** Da fare **
**1)** Elenca, una sola volta ciascuna, le diverse forme verbali al passato remoto che compaiono nel testo sulla lettura de «La casa degli spiriti».
**2)** Prosegui il testo sulla lettura de «La casa degli spiriti» dopo la sua ultima frase.

** Testo estratto **
╭──

Ho letto “La casa degli spiriti” di Isabel Allende (a mio parere il suo libro più bello) negli anni novanta. Fu un regalo per il compimento del mio venticinquesimo anno d’età e fu un libro talmente potente, per me, da scatenare la mia fantasia e stimolare il mio desiderio di scrivere.
Mi fu subito chiaro, leggendolo, che avevo per le mani qualcosa di speciale, in grado di riportarmi indietro nel tempo. Mi fece ripiombare all’epoca in cui mia sorella ed io assistevamo, da posizioni diverse, ad uno sgretolamento inesorabile e crudele della mia famiglia, che richiese anni di elaborazioni successive.
Leggendo il libro della scrittrice cilena, iniziai a comprendere che ogni famiglia, anche se all’interno di contesti e paesi diversi, nasconde segreti e tormenti. Avevo quasi avuto il dubbio, iniziando a leggere, che i personaggi non fossero inventati. Sembravano troppo palpitanti, per esserlo. Li sentivo uscire dalle pagine. I fatti storici di sicuro non lo erano. Parliamo ovviamente del colpo di stato e della successiva instaurazione della dittatura, in Cile, nel 1973.

╰──

** Righe di dati **

╭──

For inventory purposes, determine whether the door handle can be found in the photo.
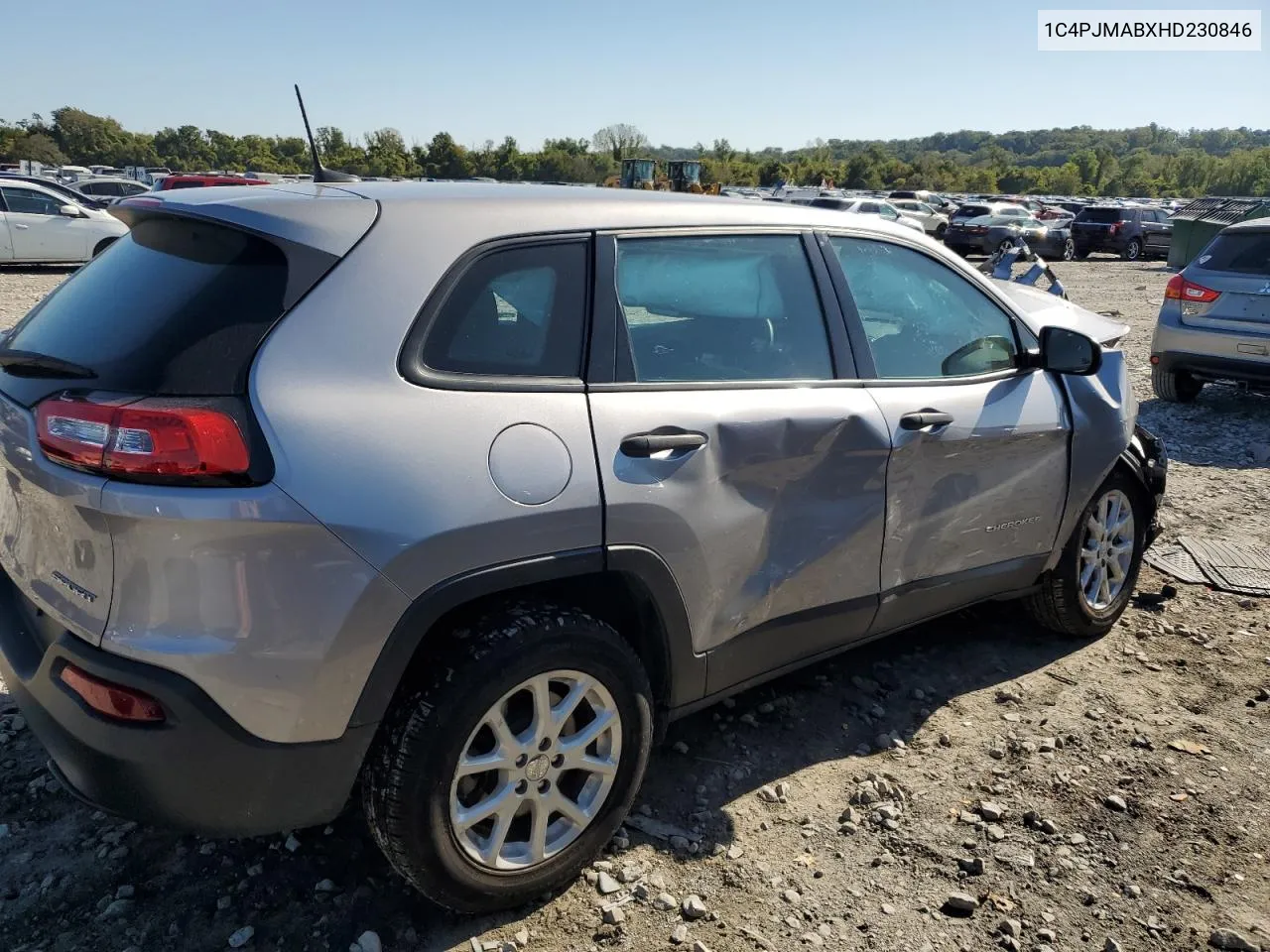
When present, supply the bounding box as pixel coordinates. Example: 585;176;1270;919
621;432;706;459
899;410;952;430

╰──

** Risultati per compito **
**1)** fu, fece, richiese, iniziai

**2)**
La storia è quella della famiglia Trueba che, nell’arco di tre/quattro generazioni, a partire dai primi del ‘900, attraversa la vita portando con sé una vastità incredibile di esperienze, accadimenti, sentimenti ed emozioni. Ma non è poi quello che accade ad ogni famiglia? Basterebbe avere il tempo e la pazienza di volerlo scoprire. Siamo tutti, in qualche modo, figli della stessa madre e dello stesso padre. Cambia il tessuto sociale, l’epoca storica, la nazione, ma l’amore la sofferenza la voglia di vivere sono le stesse, così come lo sono anche le incomprensioni generazionali. Imprescindibili.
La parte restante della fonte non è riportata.